#### The exercise
Copy the material below line for line, leaving every word, bracket and number unchanged.
━━━━━━━━━━━━━━━━━━━━━━━━━━━━━━
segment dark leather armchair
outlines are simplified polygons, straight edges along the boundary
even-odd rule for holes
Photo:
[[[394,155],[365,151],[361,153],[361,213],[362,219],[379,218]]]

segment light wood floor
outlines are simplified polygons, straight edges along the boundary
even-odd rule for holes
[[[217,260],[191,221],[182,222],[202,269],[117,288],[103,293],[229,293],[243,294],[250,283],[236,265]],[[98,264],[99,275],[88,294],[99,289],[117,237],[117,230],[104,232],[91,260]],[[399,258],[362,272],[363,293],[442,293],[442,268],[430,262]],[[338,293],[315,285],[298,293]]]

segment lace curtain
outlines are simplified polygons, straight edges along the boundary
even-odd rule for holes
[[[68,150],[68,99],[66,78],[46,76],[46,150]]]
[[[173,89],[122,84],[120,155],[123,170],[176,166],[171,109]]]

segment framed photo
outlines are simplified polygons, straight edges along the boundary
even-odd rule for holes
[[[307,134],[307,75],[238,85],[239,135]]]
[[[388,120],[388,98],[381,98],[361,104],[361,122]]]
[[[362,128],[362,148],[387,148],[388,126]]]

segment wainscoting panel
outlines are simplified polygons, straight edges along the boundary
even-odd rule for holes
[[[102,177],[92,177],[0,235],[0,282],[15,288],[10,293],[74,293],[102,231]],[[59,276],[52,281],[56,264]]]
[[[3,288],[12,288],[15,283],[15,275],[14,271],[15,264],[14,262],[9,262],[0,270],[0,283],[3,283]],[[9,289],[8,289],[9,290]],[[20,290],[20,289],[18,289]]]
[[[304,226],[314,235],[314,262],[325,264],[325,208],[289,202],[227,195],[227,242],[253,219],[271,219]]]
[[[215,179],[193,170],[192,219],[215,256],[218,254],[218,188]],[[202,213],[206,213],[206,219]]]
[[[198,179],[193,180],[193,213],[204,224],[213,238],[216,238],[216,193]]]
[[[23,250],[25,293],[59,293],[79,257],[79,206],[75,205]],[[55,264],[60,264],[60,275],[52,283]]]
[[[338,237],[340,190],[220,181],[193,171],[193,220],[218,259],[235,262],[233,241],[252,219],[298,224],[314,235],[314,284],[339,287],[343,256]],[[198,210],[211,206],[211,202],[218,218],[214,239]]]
━━━━━━━━━━━━━━━━━━━━━━━━━━━━━━
#### Complete output
segment dark leather armchair
outlines are simplified polygons, straight edges along the boundary
even-odd rule for holes
Photo:
[[[394,155],[365,151],[361,153],[361,213],[362,219],[379,218]]]

segment light wood floor
outlines are simplified polygons, straight edges along the boundary
even-odd rule for holes
[[[217,260],[191,221],[182,222],[202,269],[117,288],[103,293],[229,293],[243,294],[250,283],[236,265]],[[98,264],[99,275],[88,294],[99,289],[117,237],[117,230],[104,232],[91,260]],[[399,258],[362,272],[363,293],[442,293],[442,268],[430,262]],[[338,293],[315,285],[298,293]]]

segment lace curtain
outlines are simplified polygons, straight edges along the boundary
even-odd rule for holes
[[[68,150],[68,99],[66,78],[46,76],[46,150]]]
[[[173,89],[122,84],[120,155],[123,170],[176,166],[171,109]]]

segment framed photo
outlines are simplified polygons, straight edges along the boundary
even-odd rule for holes
[[[307,134],[307,75],[238,85],[239,135]]]
[[[388,120],[388,98],[381,98],[361,104],[361,122]]]
[[[362,128],[362,148],[387,148],[388,126]]]

segment wainscoting panel
outlines are simplified polygons, straight edges along the boundary
even-odd rule for holes
[[[102,177],[92,177],[0,235],[0,282],[15,288],[10,293],[74,293],[102,231]],[[59,276],[52,281],[56,264]]]
[[[3,288],[12,288],[15,283],[15,275],[14,271],[15,264],[14,262],[9,262],[0,270],[0,283],[3,283]],[[9,289],[8,289],[9,290]],[[20,290],[20,289],[18,289]]]
[[[304,226],[314,235],[314,262],[325,264],[325,208],[289,202],[227,195],[227,242],[253,219],[271,219]]]
[[[215,179],[193,170],[192,219],[215,256],[218,254],[218,188]],[[202,213],[206,213],[206,219]]]
[[[198,179],[193,180],[193,213],[204,224],[213,238],[216,238],[216,193]]]
[[[23,250],[25,293],[59,293],[79,257],[79,206],[75,205]],[[55,264],[60,264],[60,275],[52,283]]]
[[[338,237],[340,190],[220,181],[193,171],[193,220],[218,259],[235,262],[233,241],[252,219],[298,224],[314,235],[314,284],[339,287],[343,256]],[[198,210],[211,206],[211,202],[218,218],[214,239]]]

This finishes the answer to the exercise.